▶ _Exercise prompt_
Put all of the data below into a numbered list with one line per item, dropping any blank lines and leaving the pictures out.

▶ _Dataset excerpts_
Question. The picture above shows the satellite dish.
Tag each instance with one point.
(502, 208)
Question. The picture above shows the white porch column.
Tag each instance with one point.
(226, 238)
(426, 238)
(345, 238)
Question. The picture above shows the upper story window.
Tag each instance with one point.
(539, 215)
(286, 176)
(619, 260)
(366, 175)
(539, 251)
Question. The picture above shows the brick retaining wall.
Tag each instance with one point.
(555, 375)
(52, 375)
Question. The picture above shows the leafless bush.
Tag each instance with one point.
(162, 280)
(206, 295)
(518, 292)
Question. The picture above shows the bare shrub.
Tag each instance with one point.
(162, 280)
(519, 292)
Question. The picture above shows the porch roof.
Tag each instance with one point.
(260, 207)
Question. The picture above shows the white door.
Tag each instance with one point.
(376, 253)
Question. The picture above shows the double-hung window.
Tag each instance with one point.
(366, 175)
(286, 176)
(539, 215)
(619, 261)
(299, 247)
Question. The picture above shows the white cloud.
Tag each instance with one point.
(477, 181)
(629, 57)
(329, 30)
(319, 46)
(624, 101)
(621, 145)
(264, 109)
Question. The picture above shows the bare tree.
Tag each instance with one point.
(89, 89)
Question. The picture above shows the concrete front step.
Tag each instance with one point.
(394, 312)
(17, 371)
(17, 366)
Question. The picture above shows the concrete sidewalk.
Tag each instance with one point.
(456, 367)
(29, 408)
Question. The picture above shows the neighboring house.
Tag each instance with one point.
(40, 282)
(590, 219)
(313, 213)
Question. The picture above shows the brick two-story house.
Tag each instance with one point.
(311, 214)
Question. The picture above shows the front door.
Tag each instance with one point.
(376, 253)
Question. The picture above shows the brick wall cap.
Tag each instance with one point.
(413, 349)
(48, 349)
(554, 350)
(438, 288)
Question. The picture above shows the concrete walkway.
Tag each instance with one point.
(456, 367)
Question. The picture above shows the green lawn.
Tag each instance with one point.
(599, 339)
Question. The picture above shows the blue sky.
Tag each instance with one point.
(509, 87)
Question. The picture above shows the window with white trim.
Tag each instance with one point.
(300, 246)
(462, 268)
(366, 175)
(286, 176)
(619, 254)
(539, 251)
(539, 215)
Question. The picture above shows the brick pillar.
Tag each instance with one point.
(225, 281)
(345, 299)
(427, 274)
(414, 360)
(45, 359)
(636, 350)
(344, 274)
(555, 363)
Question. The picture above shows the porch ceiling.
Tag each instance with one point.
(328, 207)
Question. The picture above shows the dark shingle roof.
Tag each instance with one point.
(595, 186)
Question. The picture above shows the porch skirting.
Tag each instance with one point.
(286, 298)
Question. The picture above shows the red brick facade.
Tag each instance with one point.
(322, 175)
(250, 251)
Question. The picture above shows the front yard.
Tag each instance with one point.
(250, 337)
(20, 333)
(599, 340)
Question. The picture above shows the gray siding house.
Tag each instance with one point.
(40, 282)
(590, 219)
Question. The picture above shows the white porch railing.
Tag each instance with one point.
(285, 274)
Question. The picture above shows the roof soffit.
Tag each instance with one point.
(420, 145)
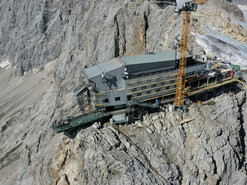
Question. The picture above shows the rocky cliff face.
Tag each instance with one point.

▶ _The completed task_
1. Question. The picture above shows the satellite dish.
2. Tag each instance with one point.
3. (502, 208)
4. Question. The picture above shows the white porch column.
5. Tag each instance with one point.
6. (226, 238)
7. (426, 238)
8. (345, 238)
9. Question. The picture above shows the upper story window.
10. Tag each instance with one point.
11. (539, 215)
12. (286, 176)
13. (619, 260)
14. (366, 175)
15. (539, 251)
16. Question. The picture above shows the brick retaining wall.
17. Tag each instance with one point.
18. (555, 375)
19. (52, 375)
20. Question. The picture above shows the leafless bush.
21. Tag each instance with one point.
22. (162, 280)
23. (206, 295)
24. (518, 292)
25. Question. The picture above shows the bare shrub.
26. Tag each instance with one point.
27. (162, 280)
28. (519, 292)
29. Question. The picture above shows the porch roof.
30. Tag each instance with one point.
31. (260, 207)
32. Question. The picture above shows the white door.
33. Tag each instance with one point.
34. (376, 253)
35. Question. The picture above shows the double-hung window.
36. Tag each instance with one point.
37. (366, 175)
38. (286, 176)
39. (539, 215)
40. (619, 261)
41. (299, 247)
42. Question. The picture above shows the white cloud.
43. Tag each instance with one point.
44. (477, 181)
45. (629, 57)
46. (329, 30)
47. (319, 46)
48. (624, 101)
49. (621, 145)
50. (264, 109)
51. Question. The picture above shows the bare tree.
52. Tag each instance with one point.
53. (89, 89)
54. Question. The picture above shows the concrete front step.
55. Tag each instance with one point.
56. (394, 312)
57. (17, 371)
58. (17, 366)
59. Question. The picture above shows the concrete sidewalk.
60. Tag each instance with one point.
61. (456, 367)
62. (29, 408)
63. Question. The picture above shows the neighboring house.
64. Tag each instance with one point.
65. (40, 282)
66. (590, 219)
67. (313, 213)
68. Question. The picture above shows the brick two-story house.
69. Tag each instance with one point.
70. (311, 214)
71. Question. The picture above shows the front door.
72. Tag each instance with one point.
73. (376, 253)
74. Question. The picture above shows the brick wall cap.
75. Tag each instance with one point.
76. (413, 349)
77. (48, 349)
78. (554, 350)
79. (438, 288)
80. Question. The picture above shows the concrete walkway.
81. Tag each instance with one point.
82. (456, 367)
83. Question. The picture above shows the green lawn.
84. Tag each instance with one point.
85. (599, 339)
86. Question. The picture above shows the blue sky.
87. Tag each instance with one point.
88. (509, 87)
89. Question. The picture above shows the window with white trim.
90. Tag each instance with one point.
91. (300, 246)
92. (462, 268)
93. (366, 175)
94. (286, 176)
95. (619, 254)
96. (539, 251)
97. (539, 215)
98. Question. The picture above shows the brick pillar.
99. Tag each instance with one point.
100. (225, 281)
101. (345, 299)
102. (427, 274)
103. (414, 360)
104. (45, 359)
105. (636, 350)
106. (344, 274)
107. (555, 363)
108. Question. The picture above shows the porch ceiling.
109. Tag each instance with one point.
110. (328, 207)
111. Question. The picture above shows the dark shingle roof.
112. Tag each instance with one point.
113. (595, 186)
114. Question. The picture above shows the porch skirting.
115. Tag each instance with one point.
116. (286, 298)
117. Question. The picture above shows the red brick facade.
118. Tag each instance with one point.
119. (322, 175)
120. (250, 251)
121. Question. The picture above shows the front yard.
122. Tag each instance with one point.
123. (250, 337)
124. (20, 333)
125. (599, 340)
126. Question. The picture above shows the gray siding house.
127. Tag each instance with one point.
128. (40, 282)
129. (590, 219)
130. Question. The picture above shows the white porch railing.
131. Tag each instance with one point.
132. (285, 274)
133. Question. The picture above shows the roof soffit.
134. Tag each instance with one point.
135. (420, 145)
136. Question. The picture above shows the rocky cliff face.
137. Tag each instance with one point.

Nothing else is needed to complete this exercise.